■ Work item: Return all of the entries exactly, but do not include the pictures.

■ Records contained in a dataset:
——————————
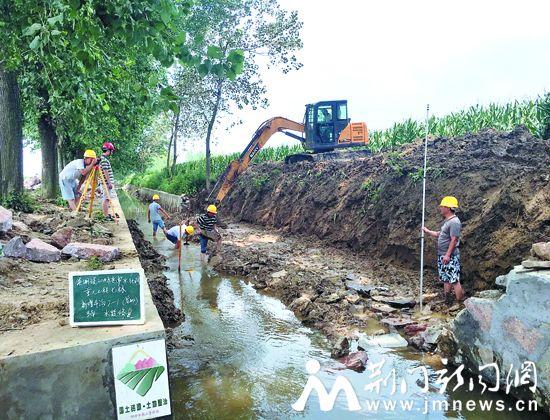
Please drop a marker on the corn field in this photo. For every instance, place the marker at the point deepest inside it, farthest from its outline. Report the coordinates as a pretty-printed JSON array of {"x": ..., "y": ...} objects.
[
  {"x": 189, "y": 177},
  {"x": 534, "y": 114}
]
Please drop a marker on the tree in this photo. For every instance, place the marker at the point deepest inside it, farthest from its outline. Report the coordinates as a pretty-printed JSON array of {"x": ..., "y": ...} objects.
[
  {"x": 266, "y": 35},
  {"x": 11, "y": 134}
]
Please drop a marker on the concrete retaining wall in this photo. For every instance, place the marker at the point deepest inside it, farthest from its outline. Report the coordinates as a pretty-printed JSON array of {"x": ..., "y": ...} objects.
[
  {"x": 170, "y": 202},
  {"x": 53, "y": 371},
  {"x": 508, "y": 330}
]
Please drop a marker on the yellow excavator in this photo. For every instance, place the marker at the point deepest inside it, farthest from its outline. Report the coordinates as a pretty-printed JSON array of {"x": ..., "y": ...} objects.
[{"x": 326, "y": 127}]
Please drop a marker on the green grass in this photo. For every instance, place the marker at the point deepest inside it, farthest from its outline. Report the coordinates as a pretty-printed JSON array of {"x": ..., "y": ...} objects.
[
  {"x": 189, "y": 177},
  {"x": 20, "y": 201},
  {"x": 94, "y": 263}
]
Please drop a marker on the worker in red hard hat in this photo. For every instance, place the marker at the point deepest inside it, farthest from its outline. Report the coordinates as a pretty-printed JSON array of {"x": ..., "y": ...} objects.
[{"x": 108, "y": 150}]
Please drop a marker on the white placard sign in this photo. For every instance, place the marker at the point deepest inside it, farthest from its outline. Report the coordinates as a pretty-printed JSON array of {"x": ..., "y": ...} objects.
[{"x": 141, "y": 380}]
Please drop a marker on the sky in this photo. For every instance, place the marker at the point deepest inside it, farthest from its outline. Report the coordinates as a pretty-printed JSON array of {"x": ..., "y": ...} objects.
[{"x": 390, "y": 58}]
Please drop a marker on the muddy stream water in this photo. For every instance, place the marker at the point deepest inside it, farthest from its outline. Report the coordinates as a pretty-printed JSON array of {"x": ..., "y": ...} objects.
[{"x": 241, "y": 354}]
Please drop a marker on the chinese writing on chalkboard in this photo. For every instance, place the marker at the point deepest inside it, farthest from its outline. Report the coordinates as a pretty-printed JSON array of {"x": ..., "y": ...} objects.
[{"x": 106, "y": 296}]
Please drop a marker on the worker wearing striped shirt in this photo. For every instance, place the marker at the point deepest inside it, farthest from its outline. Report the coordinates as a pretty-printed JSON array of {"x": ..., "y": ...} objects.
[
  {"x": 108, "y": 150},
  {"x": 207, "y": 224}
]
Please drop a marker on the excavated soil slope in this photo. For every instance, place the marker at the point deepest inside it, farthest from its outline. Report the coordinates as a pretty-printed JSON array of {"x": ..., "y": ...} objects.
[{"x": 373, "y": 205}]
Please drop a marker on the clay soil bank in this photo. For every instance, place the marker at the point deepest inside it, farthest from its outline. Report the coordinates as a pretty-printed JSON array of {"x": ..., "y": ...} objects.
[{"x": 370, "y": 208}]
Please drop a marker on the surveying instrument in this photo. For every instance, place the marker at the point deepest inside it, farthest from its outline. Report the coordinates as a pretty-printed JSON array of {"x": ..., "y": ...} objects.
[{"x": 92, "y": 182}]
——————————
■ Written solution:
Please drop a marker on the corn field in this photo. For every instance, place the marker at the point deepest inside it, farthest from its outline. Report the coordinates as a pretty-printed JSON array of {"x": ..., "y": ...} objects.
[
  {"x": 189, "y": 177},
  {"x": 534, "y": 114}
]
Please drop a marker on the tree in this photo. For every instance, place the marker at the point deepest inside it, farthest from its outline. Report the coordinates as a pretty-printed JSON array of {"x": ..., "y": ...} objects.
[
  {"x": 266, "y": 35},
  {"x": 11, "y": 134}
]
Please drop a marker on the concrete retaining wall in this photo. For every instance, place the marker at the point deepest inside it, farthest from its outline. Report the coordinates as a pretty-printed JSON array of {"x": ..., "y": ...} objects.
[
  {"x": 170, "y": 202},
  {"x": 53, "y": 371},
  {"x": 508, "y": 330}
]
Please drop a marker on the yellow excavator in this photo. For every instance, place the marker at the point deepest inside it, farthest from its outline. Report the coordinates as a pretty-printed JSON array of {"x": ..., "y": ...} objects.
[{"x": 326, "y": 127}]
Please drop a marker on the green grass in this photo. For every instance, place the marker at the point deepest inside it, farthest from its outline. Report the coordinates as a pretty-printed JSON array of {"x": ..., "y": ...} objects.
[
  {"x": 189, "y": 177},
  {"x": 20, "y": 201},
  {"x": 94, "y": 263}
]
Please drop a marker on the worker in red hard hat in this photo. For every instance, place the marker at the point deepest inside it, farthest from its outline. Report the coordinates as a pretty-printed JSON array of {"x": ..., "y": ...} objects.
[{"x": 108, "y": 150}]
Please drop a marker on the white placard sign in this photo. For every instance, place the marker at the point deepest inside it, farthest from its outline. Report the coordinates as a pretty-printed JSON array of {"x": ..., "y": ...} objects.
[{"x": 141, "y": 380}]
Please drop a marker on the sky in this photo. For every instance, place the marker at the point deepest inside it, farthest from its outline. Report the coordinates as a pretty-printed JSON array of {"x": ..., "y": ...} objects.
[{"x": 390, "y": 58}]
Please drop a marker on the muddy stream water in this photo. For every instance, place the marker at the point deepest inside it, farthest from its outline. Report the coordinates as a pretty-printed JSON array of {"x": ..., "y": ...} objects.
[{"x": 241, "y": 354}]
Please drop a marker on the chinese writing on chalkboard in this photo. For every instance, place the marker at the point deepest inside it, farthest from its outline. Report the coordinates as a pretty-printed JSON array of {"x": ..., "y": ...} objects.
[{"x": 106, "y": 296}]
Please drop a marker on the worker wearing striped shirt in this photo. For every instance, place the marker at the point deepest inside it, farthest from its outline. Report the coordinates as a pretty-printed JSON array of {"x": ..., "y": ...} objects.
[
  {"x": 108, "y": 150},
  {"x": 207, "y": 224}
]
Please drop a marker on the excavated soil slope in this photo. For every instance, place the marker at the point deepest inside it, farthest from its outline. Report the coordinates as a pretty-printed JSON array of {"x": ..., "y": ...} objects.
[{"x": 373, "y": 205}]
Please drop a marker on the clay soil bank in this photo. For every instance, place the marker at the point deepest inside it, farthest from its outline. Report the coordinates as a pretty-printed JSON array of {"x": ..., "y": ...} objects.
[{"x": 370, "y": 208}]
Please drop a marker on the surveying instrument in this photo. For every instance, place the marker at the point deepest inside it, farthest from its outline. Report the coordinates as a pretty-printed JSON array of {"x": ..., "y": ...} objects.
[{"x": 92, "y": 182}]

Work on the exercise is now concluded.